** What the task requires **
Rewrite the lines in the records below, starting with the one containing "locate blue face" and continuing through the one containing "left=178, top=197, right=194, bottom=208", as a Markdown table with the columns Row and Line. Number each line in Row, leave out blank lines, and include no other lines.

** Material supplied **
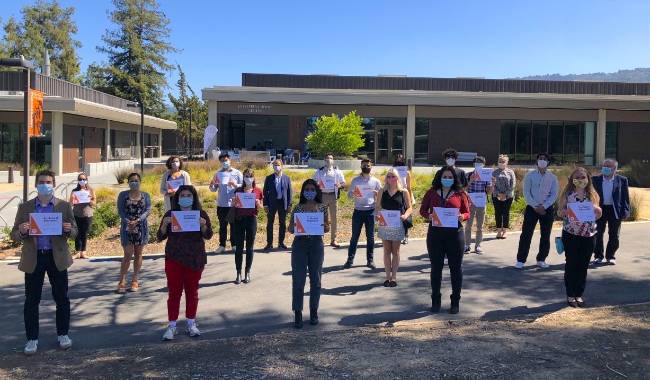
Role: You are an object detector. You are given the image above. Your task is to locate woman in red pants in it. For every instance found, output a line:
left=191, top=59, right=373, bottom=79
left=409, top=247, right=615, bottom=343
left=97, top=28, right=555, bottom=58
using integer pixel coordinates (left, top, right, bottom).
left=158, top=185, right=212, bottom=340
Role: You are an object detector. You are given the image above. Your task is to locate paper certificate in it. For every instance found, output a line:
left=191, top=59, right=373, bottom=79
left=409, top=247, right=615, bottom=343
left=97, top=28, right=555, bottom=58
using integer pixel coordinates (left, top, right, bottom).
left=293, top=212, right=325, bottom=236
left=172, top=210, right=201, bottom=232
left=232, top=193, right=256, bottom=208
left=394, top=166, right=408, bottom=187
left=167, top=177, right=185, bottom=192
left=318, top=177, right=336, bottom=191
left=377, top=210, right=402, bottom=228
left=478, top=168, right=494, bottom=183
left=566, top=201, right=596, bottom=222
left=72, top=190, right=90, bottom=205
left=29, top=212, right=63, bottom=236
left=431, top=207, right=459, bottom=228
left=467, top=193, right=487, bottom=208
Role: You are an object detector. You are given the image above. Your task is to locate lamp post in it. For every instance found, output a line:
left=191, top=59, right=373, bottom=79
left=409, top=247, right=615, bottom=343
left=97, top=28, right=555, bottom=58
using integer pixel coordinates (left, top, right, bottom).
left=127, top=97, right=144, bottom=174
left=0, top=56, right=33, bottom=202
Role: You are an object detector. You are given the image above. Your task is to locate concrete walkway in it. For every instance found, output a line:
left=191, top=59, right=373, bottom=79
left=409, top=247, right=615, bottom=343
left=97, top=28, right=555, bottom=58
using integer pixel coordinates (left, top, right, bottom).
left=0, top=223, right=650, bottom=352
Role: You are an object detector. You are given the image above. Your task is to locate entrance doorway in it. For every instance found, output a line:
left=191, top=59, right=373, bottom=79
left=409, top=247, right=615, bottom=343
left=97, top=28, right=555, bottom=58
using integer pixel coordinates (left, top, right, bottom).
left=375, top=125, right=404, bottom=164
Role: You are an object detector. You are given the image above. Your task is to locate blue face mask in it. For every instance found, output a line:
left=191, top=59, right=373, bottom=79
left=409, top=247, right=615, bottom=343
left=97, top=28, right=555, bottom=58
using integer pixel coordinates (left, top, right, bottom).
left=302, top=191, right=316, bottom=201
left=36, top=183, right=54, bottom=195
left=178, top=197, right=194, bottom=208
left=440, top=178, right=454, bottom=187
left=600, top=166, right=614, bottom=177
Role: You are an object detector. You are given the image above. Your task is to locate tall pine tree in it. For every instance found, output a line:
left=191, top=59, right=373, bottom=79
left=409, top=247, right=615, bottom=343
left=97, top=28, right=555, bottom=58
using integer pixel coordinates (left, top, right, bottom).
left=97, top=0, right=176, bottom=116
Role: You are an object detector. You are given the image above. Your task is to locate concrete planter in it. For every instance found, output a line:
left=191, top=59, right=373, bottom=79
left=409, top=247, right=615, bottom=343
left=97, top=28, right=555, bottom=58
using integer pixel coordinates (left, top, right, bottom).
left=307, top=158, right=361, bottom=170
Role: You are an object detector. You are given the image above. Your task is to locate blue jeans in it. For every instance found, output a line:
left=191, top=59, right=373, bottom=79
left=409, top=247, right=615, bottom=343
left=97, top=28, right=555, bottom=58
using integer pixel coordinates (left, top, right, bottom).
left=348, top=210, right=375, bottom=261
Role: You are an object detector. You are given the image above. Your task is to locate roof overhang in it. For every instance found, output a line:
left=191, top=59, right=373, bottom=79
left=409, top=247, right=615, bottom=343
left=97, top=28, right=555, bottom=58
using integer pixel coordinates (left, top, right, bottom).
left=202, top=86, right=650, bottom=110
left=0, top=95, right=176, bottom=129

** Exercise output **
| Row | Line |
|---|---|
| 1 | Role: You are an object detector. You are given the image above. Your task is to locate blue face mask in it. For every instance found, output a line: |
| 2 | left=191, top=59, right=373, bottom=79 |
| 3 | left=409, top=247, right=615, bottom=343 |
| 4 | left=97, top=28, right=555, bottom=58 |
| 5 | using integer pixel coordinates (left, top, right, bottom). |
| 6 | left=302, top=191, right=316, bottom=201 |
| 7 | left=36, top=183, right=54, bottom=195 |
| 8 | left=178, top=197, right=194, bottom=208 |